__TASKS TO COMPLETE__
- 1) Can you return the passage from the MariaDB upgrade guide starting at "First, let's check" and ending at "Server Version: 10.5.21-MariaDB-XXXXX.", copied verbatim?
- 2) Which lines of the records contain the string "coordinates"? Report each such line in full.

__EXCERPTED TEXT__
+ + +
MariaDB upgrade on Debian / Ubuntu

Major release upgrade from MariaDB 10 to 11 without data loss.

Edit this page

During a MariaDB upgrade from, say, version 10 to version 11, all existing databases are preserved. So there's no data loss — everything works exactly the same after the upgrade as before.

I still recommend creating a full backup! I take no responsibility if something goes wrong.

First, let's check which MariaDB version we currently have installed:

mysql
status
exit

Under Server Version we can see which MariaDB version is currently installed. In this case we assume version 10.X, so it should say something like Server Version: 10.5.21-MariaDB-XXXXX.

To perform the upgrade, we first have to stop the MariaDB server and then, just to be safe, create backups:

service mysql stop
cp -R /etc/mysql/ /etc/mysql-backup
cp -R /var/lib/mysql /var/lib/mysql-backup

We've now stopped the MariaDB server and created backups of the files. Next, we need to add the new repository to the sources.list:

curl -LsS https://r.mariadb.com/downloads/mariadb_repo_setup | sudo bash

Next we have to remove the old MariaDB server so we can download the new version:

apt remove 'mariadb-*'
apt install mariadb-server

The mariadb-* must be in quotes, otherwise the shell will try to expand the * against files in the current directory before apt ever sees it.
+ + +
__RECORDS FOR THIS TASK__
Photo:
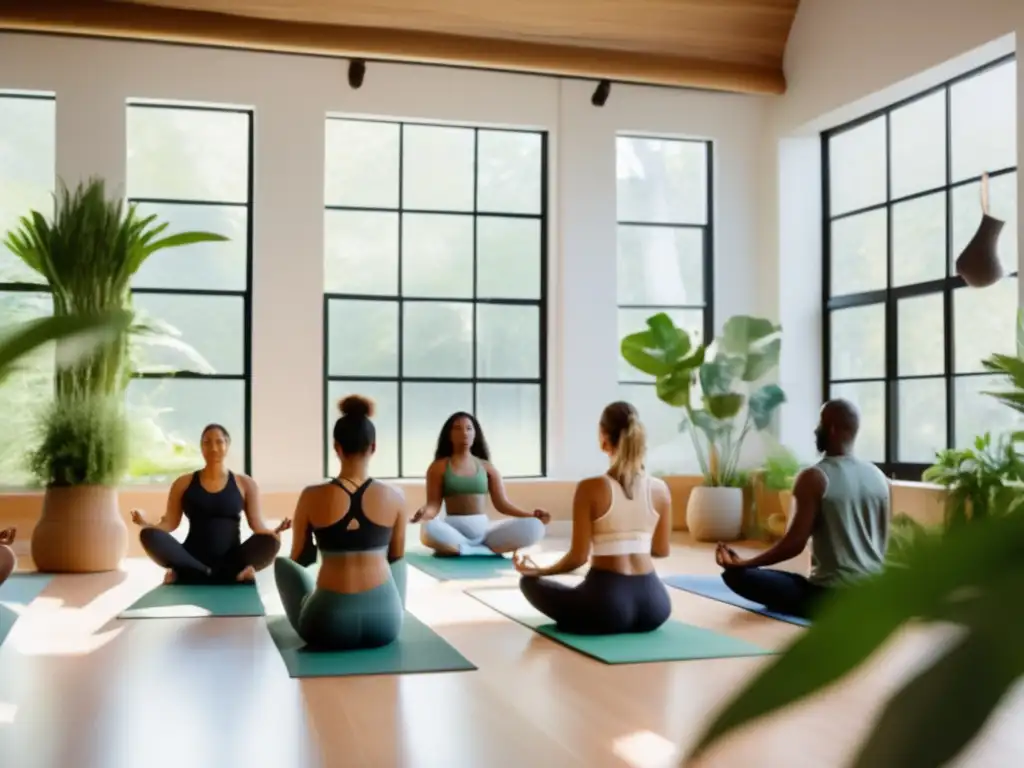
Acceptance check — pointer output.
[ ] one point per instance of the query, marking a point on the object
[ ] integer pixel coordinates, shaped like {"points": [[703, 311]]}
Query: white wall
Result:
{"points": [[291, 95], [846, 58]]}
+ + +
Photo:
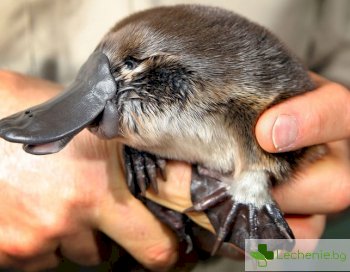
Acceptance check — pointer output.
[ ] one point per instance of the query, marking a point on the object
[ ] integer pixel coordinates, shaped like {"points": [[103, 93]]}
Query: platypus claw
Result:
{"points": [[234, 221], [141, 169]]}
+ + +
__COMPLETE ANSWERS__
- 1)
First, let's check which MariaDB version we currently have installed:

mysql
status
exit

Under Server Version we can see which MariaDB version is currently installed. In this case we assume version 10.X, so it should say something like Server Version: 10.5.21-MariaDB-XXXXX.

- 2)
[ ] integer pixel coordinates, shaped like {"points": [[703, 311]]}
[ ] integer pixel coordinates, shaped like {"points": [[103, 93]]}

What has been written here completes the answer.